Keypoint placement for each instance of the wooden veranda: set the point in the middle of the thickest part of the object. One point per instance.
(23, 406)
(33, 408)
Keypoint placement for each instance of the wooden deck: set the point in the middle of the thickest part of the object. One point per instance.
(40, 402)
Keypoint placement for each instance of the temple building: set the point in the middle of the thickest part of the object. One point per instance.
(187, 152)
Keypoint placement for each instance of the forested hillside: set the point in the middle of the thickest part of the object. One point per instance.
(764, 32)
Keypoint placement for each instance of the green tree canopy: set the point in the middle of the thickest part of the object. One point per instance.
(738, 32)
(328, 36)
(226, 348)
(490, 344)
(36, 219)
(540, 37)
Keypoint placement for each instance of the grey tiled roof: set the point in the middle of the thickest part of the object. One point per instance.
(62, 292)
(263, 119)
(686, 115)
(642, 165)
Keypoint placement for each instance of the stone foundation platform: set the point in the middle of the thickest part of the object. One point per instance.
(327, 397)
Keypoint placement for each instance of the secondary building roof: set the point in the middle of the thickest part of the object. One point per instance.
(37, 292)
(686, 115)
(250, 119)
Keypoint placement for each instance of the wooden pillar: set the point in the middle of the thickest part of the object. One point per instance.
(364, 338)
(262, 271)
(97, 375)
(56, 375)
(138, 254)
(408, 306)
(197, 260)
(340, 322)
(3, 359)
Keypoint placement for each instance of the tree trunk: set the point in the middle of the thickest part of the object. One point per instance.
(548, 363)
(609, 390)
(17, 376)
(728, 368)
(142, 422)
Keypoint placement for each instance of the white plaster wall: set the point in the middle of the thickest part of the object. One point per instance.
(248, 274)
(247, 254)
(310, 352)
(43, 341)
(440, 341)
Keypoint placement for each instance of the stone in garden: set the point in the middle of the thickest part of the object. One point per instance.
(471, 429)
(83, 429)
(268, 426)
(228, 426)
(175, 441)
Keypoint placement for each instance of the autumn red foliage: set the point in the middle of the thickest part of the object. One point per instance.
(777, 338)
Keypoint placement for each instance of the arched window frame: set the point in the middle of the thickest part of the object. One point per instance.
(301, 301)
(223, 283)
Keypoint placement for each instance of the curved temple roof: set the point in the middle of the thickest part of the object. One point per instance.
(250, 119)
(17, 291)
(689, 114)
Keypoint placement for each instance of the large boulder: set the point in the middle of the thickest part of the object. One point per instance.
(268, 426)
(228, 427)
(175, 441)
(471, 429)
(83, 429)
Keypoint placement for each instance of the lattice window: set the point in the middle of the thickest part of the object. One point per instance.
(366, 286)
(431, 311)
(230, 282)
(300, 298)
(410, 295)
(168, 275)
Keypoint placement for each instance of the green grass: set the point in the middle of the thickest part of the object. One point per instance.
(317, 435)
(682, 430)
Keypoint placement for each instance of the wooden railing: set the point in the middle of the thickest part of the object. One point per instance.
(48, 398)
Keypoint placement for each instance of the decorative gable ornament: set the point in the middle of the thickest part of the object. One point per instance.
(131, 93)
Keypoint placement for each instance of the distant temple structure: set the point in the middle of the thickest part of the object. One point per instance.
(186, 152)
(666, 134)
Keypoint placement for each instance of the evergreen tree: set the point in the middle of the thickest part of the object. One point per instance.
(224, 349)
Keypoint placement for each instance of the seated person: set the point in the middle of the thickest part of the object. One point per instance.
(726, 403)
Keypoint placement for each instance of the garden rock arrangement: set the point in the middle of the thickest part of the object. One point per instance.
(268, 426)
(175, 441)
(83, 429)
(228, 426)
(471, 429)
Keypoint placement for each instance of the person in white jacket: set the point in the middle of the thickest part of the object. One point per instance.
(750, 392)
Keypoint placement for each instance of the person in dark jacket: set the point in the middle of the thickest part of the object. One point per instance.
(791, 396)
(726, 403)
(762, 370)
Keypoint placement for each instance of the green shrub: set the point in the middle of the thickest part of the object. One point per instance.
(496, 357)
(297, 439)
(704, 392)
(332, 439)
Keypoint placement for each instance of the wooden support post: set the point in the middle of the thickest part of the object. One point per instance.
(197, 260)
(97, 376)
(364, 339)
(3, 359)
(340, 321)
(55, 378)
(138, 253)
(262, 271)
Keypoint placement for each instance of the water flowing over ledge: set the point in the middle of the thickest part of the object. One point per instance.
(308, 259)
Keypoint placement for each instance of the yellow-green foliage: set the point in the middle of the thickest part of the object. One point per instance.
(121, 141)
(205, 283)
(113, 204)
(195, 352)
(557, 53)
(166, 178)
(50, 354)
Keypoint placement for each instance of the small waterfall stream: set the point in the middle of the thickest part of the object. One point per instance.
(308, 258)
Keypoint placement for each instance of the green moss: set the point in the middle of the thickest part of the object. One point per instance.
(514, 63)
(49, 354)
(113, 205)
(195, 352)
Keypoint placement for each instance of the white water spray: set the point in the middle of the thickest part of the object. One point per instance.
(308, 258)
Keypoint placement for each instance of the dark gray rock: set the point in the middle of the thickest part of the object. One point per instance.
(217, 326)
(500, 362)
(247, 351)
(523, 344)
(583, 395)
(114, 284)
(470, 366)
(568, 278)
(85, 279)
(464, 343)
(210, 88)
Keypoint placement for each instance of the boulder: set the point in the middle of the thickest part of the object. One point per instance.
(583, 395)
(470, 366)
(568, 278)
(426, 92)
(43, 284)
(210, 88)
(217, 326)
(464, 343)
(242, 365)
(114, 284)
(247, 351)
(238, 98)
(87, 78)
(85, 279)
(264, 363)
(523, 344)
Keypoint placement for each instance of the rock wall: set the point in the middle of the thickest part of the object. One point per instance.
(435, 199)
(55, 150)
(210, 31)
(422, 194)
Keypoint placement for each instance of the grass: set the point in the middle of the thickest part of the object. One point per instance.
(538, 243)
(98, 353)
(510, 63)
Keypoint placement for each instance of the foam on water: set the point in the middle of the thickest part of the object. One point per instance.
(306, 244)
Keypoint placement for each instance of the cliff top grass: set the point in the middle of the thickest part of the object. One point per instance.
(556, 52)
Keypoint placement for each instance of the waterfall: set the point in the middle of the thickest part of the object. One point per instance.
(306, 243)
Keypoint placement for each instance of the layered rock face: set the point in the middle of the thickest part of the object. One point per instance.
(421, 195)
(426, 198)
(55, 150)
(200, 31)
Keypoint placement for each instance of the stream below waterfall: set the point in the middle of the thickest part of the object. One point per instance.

————

# Prompt
Each of the entries above is to be repeated exactly.

# Response area
Keypoint placement for each instance of the wooden veranda: set the point in the middle of the thickest part of the object. One point per instance.
(23, 406)
(33, 408)
Keypoint placement for each instance of the wooden deck: set the point in the middle of the thickest part of the object. One point per instance.
(40, 402)
Keypoint placement for each instance of the temple building: set the point in the middle of the thickest part of the object. One point per instance.
(187, 152)
Keypoint placement for each instance of the forested hillside: set the point in the middle of the thickest part of the object. One point per instance.
(764, 32)
Keypoint placement for each instance of the green tree canopy: set the point in the middle of the thickest part of the object. One point per instance.
(738, 32)
(328, 36)
(226, 348)
(490, 344)
(36, 219)
(540, 37)
Keypoint placement for each instance of the grey tiled roof: set the point in the middle of the thickest part of the object. One point per instance.
(62, 292)
(263, 119)
(686, 115)
(642, 165)
Keypoint placement for each instance of the stone foundation platform: set the point in the middle of the thickest part of the object. One point per instance.
(327, 397)
Keypoint placement for each instance of the secondary building roof: set the point in the middle of the thickest part of the object. One point per instance.
(37, 292)
(686, 115)
(250, 119)
Keypoint placement for each instance of the wooden pillar: set the point in the middle of the thickest part of the object. One point per instance.
(364, 338)
(262, 271)
(97, 375)
(56, 375)
(138, 254)
(408, 306)
(197, 260)
(340, 322)
(3, 359)
Keypoint placement for each instance of the tree trunk: set the point in the middle of the thickest part of the object. One point per instance.
(548, 363)
(609, 390)
(17, 376)
(728, 368)
(142, 422)
Keypoint placement for each instance of the white plaster wall: set the point in the middle of the thickest part of the object. One point per instance.
(248, 274)
(247, 254)
(310, 352)
(43, 341)
(440, 341)
Keypoint placement for each instance of the stone in garden: set the point in the middle of the thickest part of the object. One point per instance.
(471, 429)
(83, 429)
(268, 426)
(228, 426)
(175, 441)
Keypoint placement for each instance of the autumn red foliage: set the point in the middle of the thickest part of the object. One point per instance.
(777, 338)
Keypoint placement for each instance of the arched window frame: set the point in the middle of the thickest part of the object. One point per instance.
(301, 301)
(223, 283)
Keypoint placement for each instance of the curved temple roof: set the point in the middle of the thickest part of the object. One point per instance.
(250, 119)
(17, 291)
(689, 114)
Keypoint placement for each instance of the large boulder: set the point in the middle of the thickest part of the object. One point per instance.
(268, 426)
(228, 427)
(175, 441)
(471, 429)
(83, 429)
Keypoint placement for each instance of the lattice window: set the point in the middle of the thickest part of the object. One point per instance.
(366, 286)
(431, 311)
(230, 282)
(300, 298)
(410, 295)
(168, 275)
Keypoint placement for each instance of the green grass: set the point in the middle of the thickest part of the object. One point per instance.
(317, 435)
(682, 430)
Keypoint placement for each instance of the wooden railing: set the point in the middle of the thickest part of the object. One point per instance.
(48, 398)
Keypoint placement for each instance of the decorative gable ornament: set the point in the middle of the thickest part of the object. One point per instance.
(131, 93)
Keypoint placement for each instance of the distant temple structure: set the point in the middle of the thickest part of the object. One point per instance.
(186, 152)
(666, 134)
Keypoint placement for each instance of the evergreen tree: set the point in the middle of the thickest part of the object. One point per instance.
(224, 349)
Keypoint placement for each instance of the seated person: set the point in the middle of the thickest part of the object. One point per instance.
(726, 403)
Keypoint placement for each instance of the garden rock arrangement: set the point in the middle of the thickest part of the object. One point per instance.
(268, 426)
(175, 441)
(83, 429)
(228, 426)
(471, 429)
Keypoint placement for each instance of the person in white jacket: set the point in the middle of the thickest part of the object. One point per instance.
(750, 392)
Keypoint placement for each instance of the person in dark jacket: set the point in the middle of the thickest part of the object. One point per instance.
(791, 396)
(726, 403)
(762, 370)
Keypoint placement for each instance of the green shrub: set the point in the middle of the thickest part of the object. One point per instance.
(496, 357)
(297, 439)
(704, 392)
(332, 439)
Keypoint placement for each instance of the wooden support post: set the point in the middle of the thickest part of the object. One point per instance.
(197, 260)
(97, 376)
(364, 339)
(3, 359)
(340, 321)
(55, 378)
(138, 253)
(262, 271)
Keypoint placement for each instance of the water flowing over ledge: set the point in the middle of the thickest part of the object. One point per instance.
(308, 259)
Keypoint placement for each instance of the yellow-green foliage: set the point in the middle of the thickest part of the object. One point per instance.
(121, 141)
(205, 283)
(113, 204)
(195, 352)
(557, 53)
(166, 178)
(50, 354)
Keypoint placement for each instance of the small waterfall stream: set the point in the middle of the thickest part of the object. One point per instance.
(308, 258)
Keypoint placement for each instance of the green moss: set the point in the middle of the thickest part of the object. One point per instance.
(514, 63)
(49, 354)
(113, 205)
(195, 352)
Keypoint placement for each instance of the white water spray: set the point in the middle of the thickest part of the object. One point per instance.
(308, 258)
Keypoint placement for each instance of the dark gray rock: set the point in the middle of the thickest part of the object. One point per instance.
(217, 326)
(500, 362)
(247, 351)
(523, 344)
(583, 395)
(114, 284)
(470, 366)
(568, 278)
(85, 279)
(464, 343)
(210, 88)
Keypoint placement for each instance of the boulder: set the point in the middle of the thickest part of the object. One point per instance.
(583, 395)
(470, 366)
(568, 278)
(426, 92)
(43, 284)
(210, 88)
(217, 326)
(464, 343)
(242, 365)
(114, 284)
(247, 351)
(238, 98)
(87, 78)
(85, 279)
(264, 363)
(523, 344)
Keypoint placement for each instance of the rock wall: set the point in the middle of the thickest part of the object. One point per instance.
(435, 199)
(55, 150)
(210, 31)
(422, 194)
Keypoint placement for each instance of the grass: set the point in the middle of the thickest part of the object. One point per instance.
(538, 243)
(98, 353)
(510, 63)
Keypoint placement for each instance of the foam on water: set the point in the middle of the thickest part of the object. One point per instance.
(306, 244)
Keypoint placement for each instance of the cliff top grass: set the point in the middle of the thickest part of the object. One point per instance.
(556, 52)
Keypoint placement for each instance of the waterfall: set the point in the middle of the thickest part of the object. One point per instance.
(306, 243)
Keypoint placement for each instance of the layered rock face: set the point in the middle of the thickest part of the object. One point per instance.
(421, 195)
(426, 198)
(55, 150)
(200, 31)
Keypoint placement for each instance of the stream below waterfall: set the point in the middle of the thickest part of the object. One point per instance.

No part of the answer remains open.